Segment Start: Page text

Legends Of The Deep….Lake Tahoe Mob Myth or Reality


If you own a small deep-water submarine — or know some eccentric big-bucks diver who does — drop me a line. I’d like to borrow the thing.

Once and for all, I’d like to prove or bust the legends or myths that hide in the depths of Lake Tahoe.

The way this idea came about is that I was told another crazy, unverified story this past week about Tahoe’s darkest legend of all. As the story goes, a fisherman snagged something for a moment in the deep water just offshore of the South Shore casinos, but it easily broke free. When he reeled up his line, to his shock, on his hook was the top of a human ear.

This might sound crazy, but in the past 25 years, I’ve heard different versions of this story at least a dozen times. In one account, a fisherman snags up, gets it loose, and reels up a partial hand where two of the fingers had been lopped off Mafia-style. It is a tale passed around called “The Legend of Three-Fingered Tony.”

Many have told me that, if you were to take a submarine down 900 feet just off South Shore, you would see hundreds of bodies suspended in the water, preserved perfectly like an underwater wax museum, most wearing clothes from the 1920s, ’30s and ’40s.

The legend is that this is where the Mafia killers dumped bodies after executions. Some fishermen even call the spot The Grave. At Tahoe, many locals talk as if everybody knows about this, that there are lots of gangsters down there, wearing pinstriped suits, with sneers on their faces and bullet holes in their foreheads.

This makes sense. It has long been verified that Tahoe is a lake that does not give up its dead. That is because the lake is so deep, with an average depth of 989 feet, and so cold, with the temperature hovering just above freezing. So that prevents the creation of gases that would otherwise bloat and float corpses to the surface as in other waters.

This reality brings bizarre possibilities.

Lake Tahoe, as first theorized by the famed geologist Josiah Whitney, was created by a colossal earthquake where a center block of land collapsed between two faults. It might be possible that another massive earthquake here would disrupt the underwater currents and suddenly float all the suspended corpses to the surface at once.

Another possibility is that the bodies will remain submerged for eons of time, just as the woolly mammoths were preserved in glaciers from the last ice age 14,000 years ago.

Even famed oceanographer Jacques Cousteau is said to have had a brush with something horrific in a deepwater dive in the mid-1970s. “The world isn’t ready for what was down there,” is the quote most commonly credited. Cousteau never released any photographs or data from the dive, adding to the mystery and legend.

Segment End: Page text

- **List of tasks**:
[1] Can you write out, word for word, the part of the Lake Tahoe piece that opens with "Legends Of The" and closes with "of Lake Tahoe."?
[2] How would the Lake Tahoe piece go on? Extend it from its final sentence.
None of these lines have anything to do with the Lake Tahoe piece.

Segment Start: Data section

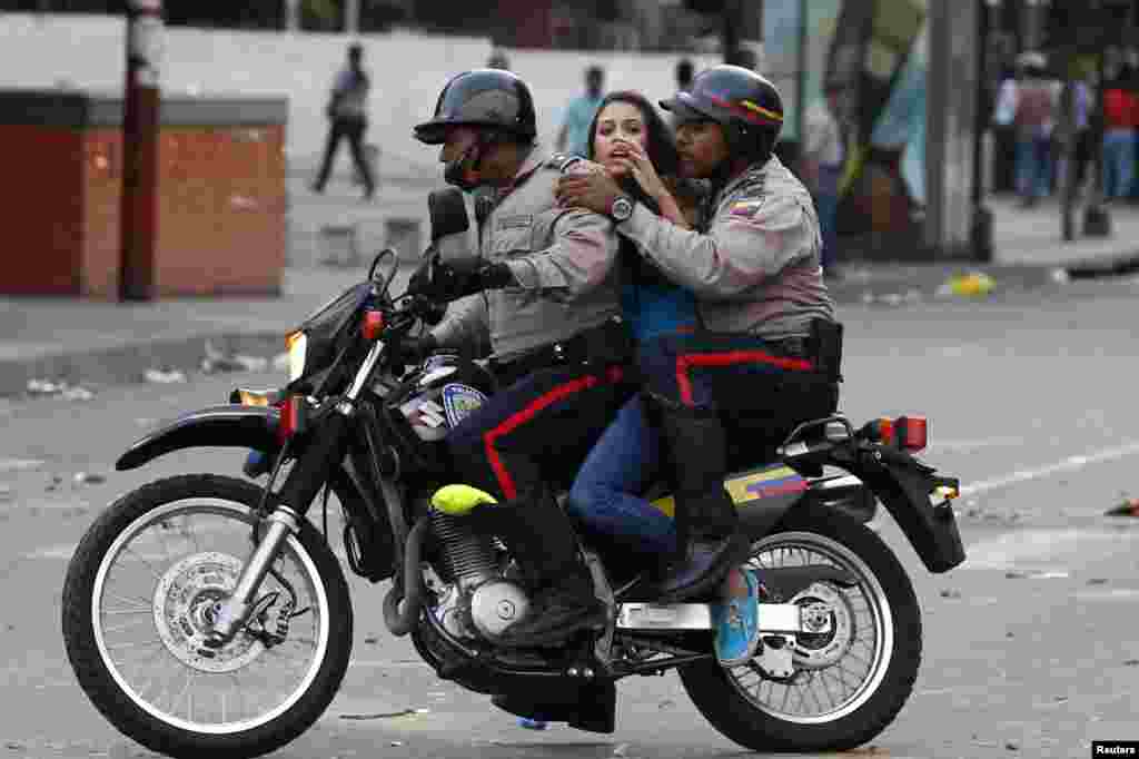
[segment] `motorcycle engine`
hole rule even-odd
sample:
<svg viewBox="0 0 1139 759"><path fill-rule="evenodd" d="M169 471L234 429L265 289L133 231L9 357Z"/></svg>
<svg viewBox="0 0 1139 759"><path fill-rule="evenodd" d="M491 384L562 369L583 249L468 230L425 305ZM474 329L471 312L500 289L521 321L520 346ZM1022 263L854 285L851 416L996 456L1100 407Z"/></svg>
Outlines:
<svg viewBox="0 0 1139 759"><path fill-rule="evenodd" d="M493 642L523 619L530 598L502 576L494 539L472 530L467 519L432 509L432 530L442 546L440 579L445 588L433 610L457 638Z"/></svg>

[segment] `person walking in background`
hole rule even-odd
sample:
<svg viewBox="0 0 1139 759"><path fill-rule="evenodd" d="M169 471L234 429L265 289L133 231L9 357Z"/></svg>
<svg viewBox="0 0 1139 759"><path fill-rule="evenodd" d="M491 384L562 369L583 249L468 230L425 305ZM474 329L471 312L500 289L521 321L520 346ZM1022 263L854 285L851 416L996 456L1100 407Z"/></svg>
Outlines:
<svg viewBox="0 0 1139 759"><path fill-rule="evenodd" d="M363 180L364 199L370 199L376 193L376 180L371 176L371 166L364 158L363 133L368 129L368 90L371 80L363 70L363 48L359 43L349 46L347 65L342 68L333 82L331 97L328 100L328 141L325 145L325 157L320 164L320 173L312 183L312 191L323 193L328 176L333 171L333 161L339 149L341 140L347 139L352 150L352 161Z"/></svg>
<svg viewBox="0 0 1139 759"><path fill-rule="evenodd" d="M1104 197L1131 193L1136 161L1139 100L1131 89L1131 66L1124 64L1104 87Z"/></svg>
<svg viewBox="0 0 1139 759"><path fill-rule="evenodd" d="M584 156L589 152L589 125L593 114L601 105L605 70L590 66L585 70L585 92L575 97L566 106L562 130L558 132L557 149L559 153Z"/></svg>
<svg viewBox="0 0 1139 759"><path fill-rule="evenodd" d="M677 62L677 91L687 92L693 88L693 62L681 58Z"/></svg>
<svg viewBox="0 0 1139 759"><path fill-rule="evenodd" d="M838 180L842 177L846 150L842 126L838 123L839 99L843 85L827 82L823 99L808 108L803 130L803 181L814 198L819 227L822 231L822 272L836 274L838 236L835 220L838 215Z"/></svg>
<svg viewBox="0 0 1139 759"><path fill-rule="evenodd" d="M1022 207L1031 207L1051 194L1052 130L1062 84L1048 76L1046 66L1043 55L1022 54L1017 79L1001 87L997 104L998 123L1010 120L1016 126L1016 189Z"/></svg>

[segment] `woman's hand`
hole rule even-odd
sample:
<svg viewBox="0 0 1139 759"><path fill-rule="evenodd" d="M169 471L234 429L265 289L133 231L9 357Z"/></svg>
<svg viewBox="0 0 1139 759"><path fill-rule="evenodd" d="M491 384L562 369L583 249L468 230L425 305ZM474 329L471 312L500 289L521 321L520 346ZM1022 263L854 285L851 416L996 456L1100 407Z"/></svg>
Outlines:
<svg viewBox="0 0 1139 759"><path fill-rule="evenodd" d="M628 147L628 155L614 158L615 166L612 173L615 177L632 176L637 180L637 183L641 186L641 189L645 190L645 194L659 203L669 190L656 173L656 166L648 160L648 155L646 155L641 146L632 142L626 142L625 145Z"/></svg>
<svg viewBox="0 0 1139 759"><path fill-rule="evenodd" d="M609 213L613 201L621 194L617 182L605 172L563 174L555 190L558 205L580 206L603 214Z"/></svg>

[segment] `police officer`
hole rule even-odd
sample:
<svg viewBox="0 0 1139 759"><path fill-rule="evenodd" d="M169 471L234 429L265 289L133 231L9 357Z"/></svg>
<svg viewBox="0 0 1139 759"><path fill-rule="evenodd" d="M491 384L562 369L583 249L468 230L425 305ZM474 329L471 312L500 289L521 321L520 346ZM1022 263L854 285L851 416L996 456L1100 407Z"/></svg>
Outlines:
<svg viewBox="0 0 1139 759"><path fill-rule="evenodd" d="M515 74L459 74L415 133L443 146L450 183L482 188L483 198L482 267L461 275L435 262L412 285L460 299L415 350L489 337L490 366L505 390L457 425L448 447L469 484L499 497L475 519L507 542L536 590L530 614L503 642L557 644L605 619L547 480L573 475L631 392L622 378L629 341L618 316L617 236L607 217L555 204L555 182L571 160L534 145L533 100Z"/></svg>
<svg viewBox="0 0 1139 759"><path fill-rule="evenodd" d="M728 433L757 459L796 424L831 414L841 326L822 281L811 196L772 155L784 112L771 82L713 66L661 106L677 119L681 174L711 181L695 230L652 213L605 174L565 177L558 196L611 215L618 234L697 299L696 333L669 337L641 359L680 546L657 591L679 601L707 593L748 555L723 488Z"/></svg>

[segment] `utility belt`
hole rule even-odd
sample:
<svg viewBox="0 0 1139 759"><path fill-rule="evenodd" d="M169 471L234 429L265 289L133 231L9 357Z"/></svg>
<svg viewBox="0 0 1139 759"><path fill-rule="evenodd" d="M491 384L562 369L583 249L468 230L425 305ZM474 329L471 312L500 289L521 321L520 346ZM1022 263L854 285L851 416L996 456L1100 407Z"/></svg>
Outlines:
<svg viewBox="0 0 1139 759"><path fill-rule="evenodd" d="M503 385L527 374L574 365L605 367L625 364L632 358L633 341L621 317L609 317L597 327L583 329L566 340L535 348L508 361L490 360L490 369Z"/></svg>

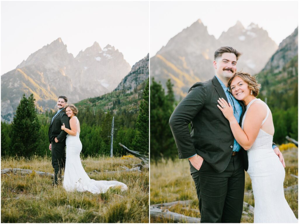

Segment End: Data section

- **Results**:
[1]
Legends Of The Deep….Lake Tahoe Mob Myth or Reality


If you own a small deep-water submarine — or know some eccentric big-bucks diver who does — drop me a line. I’d like to borrow the thing.

Once and for all, I’d like to prove or bust the legends or myths that hide in the depths of Lake Tahoe.

[2]
Some believe Cousteau was talking about a Loch Ness monster-like creature that locals call “Tahoe Tessie.” Unlikely. But if I could get a loaner sub, maybe I could find out.


Apart from Tahoe’s maximum depth of 1,645 feet, another legend is that there is a hole somewhere on the bottom of the lake that is linked to an underground river system that feeds into Pyramid Lake north of Reno. This would explain how drowning victims at Tahoe have floated up at Pyramid. Or would it? Others say it just means that bodies floated over the spillway at north Tahoe could be carried via the Truckee River to Nevada and Pyramid Lake.

So this past week, I went submarine shopping. I found a personal submarine called the Gemini, “the family submarine,” available for $845,000, but it would only go 150 feet deep. Plus, my boss said the paper probably wouldn’t spring for it. So I went to EBay to see if a better deal was available. Nope.

A little more searching led to the Phoenix, “a 213-foot personal luxury submarine,” but it was priced at $78 million. That’s a little on the high side.

A Bay Area engineer, Graham Hawkes of San Anselmo, has invented a glider- like submarine that he says is certified to 1,600 feet deep. This could be ideal for Tahoe, but the price is well over $1 million. So I contacted his agency on Friday and suggested Hawkes take me on a demo dive at Tahoe. Together we could solve the legend of Tahoe.

Or perhaps you own your own submarine as a great little hobby and would like to take part in this expedition. So, like I said, drop me a line — just not a line off Tahoe’s South Shore with a hook on it.